** Exercise details **
Each entry below needs to be retyped exactly as given.

Collection entries:
____________
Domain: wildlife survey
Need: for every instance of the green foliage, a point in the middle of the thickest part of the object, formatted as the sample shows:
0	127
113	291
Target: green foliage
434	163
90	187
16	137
____________
** Answer section **
Domain: wildlife survey
Need: for every instance of the green foliage, a point in the middle of the thickest part of the object, formatted as the sample shows:
0	127
113	291
Target: green foliage
434	163
90	187
16	137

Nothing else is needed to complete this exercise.